• _Fragmento_
◇ ◇ ◇

Desgarradoras las breves frases que componen estás páginas, como devastadoras son las voces que surgen de dos cuerpos: el de Matilde y el de Thibault.
Una, viuda con tres hijos y oprimida, víctima, abusada en su trabajo por el trato frío, humillante y cruel de su jefe, aunque hasta ese momento habían trabajado muy bien juntos. Se aferra a la carta que le ha dado su hijo de un juego como si fuera realmente a protegerla de los ataques constantes y mezquinos a los que se ve sometida. Un dolor que se acrecienta al propagarse entre los demás compañeros…
Hace tiempo que Mathilde ha perdido el sueño. Casi cada noche la despierta la angustia, a la misma hora, sabe en qué orden va a tener que contener las imágenes, las dudas, las preguntas, se sabe de memoria el recorrido del insomnio, sabe que va a darle vueltas a todo desde el principio, cómo empezó, cómo se agravó, cómo llegó a ese punto, y esa imposible vuelta atrás. Todo esto no puede estar pasando sino en un sueño, todo esto no es más que una pesadilla de serie B, un escalofrío en medio de la noche que no significa nada.
Thibault entrega su cuerpo a una mujer una vez y otra, esperando recibir al fin algo de lo que siente él por esa relación que se ha vuelto tóxica. Sólo son cuerpos, nada más, y ella no espera otra cosa de él. Pero él, médico apenas por tener unos dedos amputados, trata de sostener vidas que le son confiadas. Pero el vacío se apodera cada vez más de su respiración, de sus latidos, y de su caminar, cómo lo hace en aquella pobre anciana sola que espera a la muerte… y lo que puede hacer él es recogerle la dentadura…
Su vida está en el corazón de la ciudad. Y la ciudad, con su fragor, cubre las quejas y los murmullos, disimula su indigencia, exhibe su basura y su opulencia, acelerando sin cesar. Ha hundido sus manos en el vientre de la ciudad, en lo más profundo. Conoce los latidos de su corazón, sus antiguos dolores que la humedad revela, sus estados de ánimo y sus patologías. Conoce el color de sus hematomas y el vértigo de su velocidad, sus secreciones putrefactas y sus falsos pudores, sus noches de alboroto y sus mañanas de fiesta. Conoce a sus príncipes y sus mendigos.
El descenso por ambos no ha hecho más que comenzar y no se sabe cómo podrá terminar una vez se roce el subsuelo de sus almas.
Asombra cómo un lenguaje roto por dos personajes que se van rompiendo puede causar maravilla en nosotros. Asombra porque son abismos que también nos los encontramos, o quizá tropecemos con ellos. Y fuera de amargar como puede hacerlo lentamente un alimento, golpea el interior y nos hace abrir los ojos. Porque quizá, si, seguramente, los tengamos en el asiento de al lado del metro, enfrente, de pie… y no nos demos cuenta del sentimiento de ajenidad que nos apresa.
¿En qué adulto se convierte uno después de haber descubierto tan pronto que la vida puede derrumbarse?

◇ ◇ ◇

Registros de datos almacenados
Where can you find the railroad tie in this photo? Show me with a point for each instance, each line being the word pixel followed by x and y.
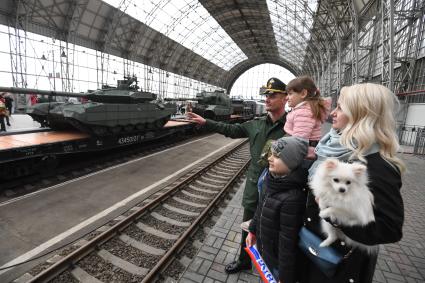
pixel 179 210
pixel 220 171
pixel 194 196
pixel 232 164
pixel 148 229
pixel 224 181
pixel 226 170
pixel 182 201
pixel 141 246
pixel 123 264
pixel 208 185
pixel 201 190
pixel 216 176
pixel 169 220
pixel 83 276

◇ ◇ ◇

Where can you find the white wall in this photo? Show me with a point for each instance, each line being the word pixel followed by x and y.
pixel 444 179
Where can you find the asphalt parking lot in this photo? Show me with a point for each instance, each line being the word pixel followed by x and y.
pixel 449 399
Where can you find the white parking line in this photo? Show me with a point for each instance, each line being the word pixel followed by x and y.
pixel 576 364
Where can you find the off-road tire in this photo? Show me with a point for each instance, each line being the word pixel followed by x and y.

◇ ◇ ◇

• _Ejercicios_
• 1. Según la reseña, ¿qué le ha dado su hijo a Matilde?
• 2. Reproduce sin cambios el pasaje de la reseña que empieza con las palabras «Asombra cómo un» y termina con «que nos apresa.».

• _Respuestas por número_
• 1. Una carta de un juego.

• 2.
Asombra cómo un lenguaje roto por dos personajes que se van rompiendo puede causar maravilla en nosotros. Asombra porque son abismos que también nos los encontramos, o quizá tropecemos con ellos. Y fuera de amargar como puede hacerlo lentamente un alimento, golpea el interior y nos hace abrir los ojos. Porque quizá, si, seguramente, los tengamos en el asiento de al lado del metro, enfrente, de pie… y no nos demos cuenta del sentimiento de ajenidad que nos apresa.